SOURCE DOCUMENT:
# # # # #
Friday, August 10, 2012

Fake Gifted Tutor and Tuition Centre

Education in Singapore is very competitive and thus, parents are willing to send their children to tuition centres set up by talented tutors who have been through very good education, especially the gifted programmes. Let's not focus on the results that the tuition centres can produce, but rather, their credibility.

Do the founders of the tuition centres have very outstanding education history and have impressive experience? How about the tutors engaged by the tuition centres?

In http://news.asiaone.com, tutor Mr Kelvin Ong made the headline.

The Sunday Times reported that he had never attended National University of Singapore, and thus was not a double mathematics major graduate there.

The Education Ministry defused his claim that he was a pupil in the Gifted Education Programme, nor a teacher. After that, he pushed the blame to his mother for lying over his self-proclaimed education history, stating that he did not have the records from the past to verify it.

Anglo-Chinese School's (Primary) denied his another claim as a relief teacher over the school from 2002 to 2003 to handle the gifted classes. The long-serving teachers from ACS primary had also revealed that he was never a relief teacher there.

The Sunday Times revealed that Mr Ong had actually graduated from Nanyang Polytechnic (NYP) with a diploma in 2000. He worked as a physiotherapist at National University Hospital (NUH) before being asked to leave in 2004 over "integrity" issues. It was the same period of time when he was working at NUH that he had claimed he had been a relief teacher in ACS primary.

The paper also reported that people who knew him said that he was always trying to make money, including through tuition. He had set up Aristocare tuition centre that charged parents up to $500 per student for a 3-hour session. He justified his unworthy high tuition fees with his claims of not only having been through the gifted programme but having taught in the programme for 10 years in ACS primary. Meanwhile, some parents have demanded refunds for the tuition fees that they have paid him.

Mr Ong had told the paper that he had closed down the tuition centre and that he would not be teaching any more.
# # # # #
DATA PROVIDED:
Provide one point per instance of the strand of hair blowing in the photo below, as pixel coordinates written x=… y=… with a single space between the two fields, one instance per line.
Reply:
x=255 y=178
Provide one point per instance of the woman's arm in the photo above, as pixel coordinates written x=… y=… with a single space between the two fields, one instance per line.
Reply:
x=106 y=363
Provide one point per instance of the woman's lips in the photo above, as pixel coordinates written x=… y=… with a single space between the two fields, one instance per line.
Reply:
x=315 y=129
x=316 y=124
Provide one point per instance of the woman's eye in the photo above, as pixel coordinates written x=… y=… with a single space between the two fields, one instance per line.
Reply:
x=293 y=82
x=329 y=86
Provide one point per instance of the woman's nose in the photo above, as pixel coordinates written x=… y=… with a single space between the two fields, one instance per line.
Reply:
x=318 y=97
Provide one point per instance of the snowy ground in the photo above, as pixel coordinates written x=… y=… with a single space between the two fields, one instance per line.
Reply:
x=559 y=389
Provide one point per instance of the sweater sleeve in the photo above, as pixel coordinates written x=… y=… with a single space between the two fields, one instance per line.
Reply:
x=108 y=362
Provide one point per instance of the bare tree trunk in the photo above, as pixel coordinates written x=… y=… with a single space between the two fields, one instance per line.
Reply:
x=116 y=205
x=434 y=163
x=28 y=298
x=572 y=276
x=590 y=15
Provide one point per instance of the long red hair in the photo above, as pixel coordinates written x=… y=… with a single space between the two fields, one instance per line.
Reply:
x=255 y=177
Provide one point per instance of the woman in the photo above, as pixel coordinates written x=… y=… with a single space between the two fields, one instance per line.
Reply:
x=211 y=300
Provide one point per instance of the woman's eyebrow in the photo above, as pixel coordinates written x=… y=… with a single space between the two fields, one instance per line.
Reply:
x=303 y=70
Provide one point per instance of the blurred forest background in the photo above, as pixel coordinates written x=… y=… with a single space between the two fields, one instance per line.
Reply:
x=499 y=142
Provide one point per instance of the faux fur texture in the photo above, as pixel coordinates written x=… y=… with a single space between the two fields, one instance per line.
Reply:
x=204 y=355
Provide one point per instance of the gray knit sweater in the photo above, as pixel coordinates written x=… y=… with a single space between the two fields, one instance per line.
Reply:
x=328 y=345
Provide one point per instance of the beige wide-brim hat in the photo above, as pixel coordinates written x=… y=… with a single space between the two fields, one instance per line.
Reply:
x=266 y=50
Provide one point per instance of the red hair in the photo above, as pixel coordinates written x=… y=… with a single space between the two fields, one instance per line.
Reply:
# # # # #
ABOUT THIS TASK:
Reproduce the fake gifted tutor post from "Education in Singapore" to "the tuition centres?", renaming every "tuition centres" as "learning centres".

SOLUTION TO THE EXERCISE:
Education in Singapore is very competitive and thus, parents are willing to send their children to learning centres set up by talented tutors who have been through very good education, especially the gifted programmes. Let's not focus on the results that the learning centres can produce, but rather, their credibility.

Do the founders of the learning centres have very outstanding education history and have impressive experience? How about the tutors engaged by the learning centres?